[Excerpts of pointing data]
────────────────────────────────────────
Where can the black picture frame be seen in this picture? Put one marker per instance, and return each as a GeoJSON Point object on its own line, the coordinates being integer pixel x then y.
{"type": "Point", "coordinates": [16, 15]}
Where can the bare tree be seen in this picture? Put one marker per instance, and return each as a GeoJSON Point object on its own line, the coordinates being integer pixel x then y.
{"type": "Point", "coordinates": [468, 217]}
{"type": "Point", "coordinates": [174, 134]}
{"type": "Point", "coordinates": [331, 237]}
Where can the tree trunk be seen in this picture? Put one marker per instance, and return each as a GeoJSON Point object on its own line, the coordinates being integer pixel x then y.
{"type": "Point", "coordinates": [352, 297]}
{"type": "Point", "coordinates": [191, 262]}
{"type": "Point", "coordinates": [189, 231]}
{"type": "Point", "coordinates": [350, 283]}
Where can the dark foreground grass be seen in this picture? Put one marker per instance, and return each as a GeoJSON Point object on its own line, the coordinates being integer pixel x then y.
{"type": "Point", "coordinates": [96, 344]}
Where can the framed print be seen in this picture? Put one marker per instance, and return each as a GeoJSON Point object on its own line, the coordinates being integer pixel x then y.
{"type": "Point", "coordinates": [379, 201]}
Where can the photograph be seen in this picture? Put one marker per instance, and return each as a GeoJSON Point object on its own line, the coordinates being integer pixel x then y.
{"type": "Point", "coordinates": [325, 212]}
────────────────────────────────────────
> **Requirement**
Rewrite the material above as a Markdown table with the columns Number and Record line, one row per line, leaving out any blank lines.

> **Result for this task**
| Number | Record line |
|---|---|
| 1 | Where can the black picture frame be seen in this picture? Put one marker per instance, and return each as a GeoJSON Point object on its own line, the coordinates being integer pixel x then y. |
| 2 | {"type": "Point", "coordinates": [16, 15]} |
| 3 | Where can the bare tree be seen in this picture? Put one marker per instance, and return each as a GeoJSON Point object on its own line, the coordinates being integer pixel x then y. |
| 4 | {"type": "Point", "coordinates": [468, 217]} |
| 5 | {"type": "Point", "coordinates": [174, 134]} |
| 6 | {"type": "Point", "coordinates": [331, 237]} |
| 7 | Where can the tree trunk be seen in this picture? Put one marker per instance, and return each as a GeoJSON Point object on its own line, the coordinates being integer pixel x then y. |
| 8 | {"type": "Point", "coordinates": [352, 297]} |
| 9 | {"type": "Point", "coordinates": [191, 262]} |
| 10 | {"type": "Point", "coordinates": [189, 231]} |
| 11 | {"type": "Point", "coordinates": [350, 283]} |
| 12 | Where can the dark foreground grass be seen in this picture? Put one marker per instance, and return each as a GeoJSON Point object on its own line, the coordinates being integer pixel x then y. |
| 13 | {"type": "Point", "coordinates": [96, 344]} |
| 14 | Where can the framed print be seen in this picture? Put one marker per instance, and return each as a GeoJSON Point object on its own line, the coordinates being integer pixel x then y. |
| 15 | {"type": "Point", "coordinates": [379, 201]} |
| 16 | Where can the photograph be seen in this picture? Put one marker per instance, and return each as a GeoJSON Point object on its own line, the coordinates being integer pixel x then y. |
| 17 | {"type": "Point", "coordinates": [325, 212]} |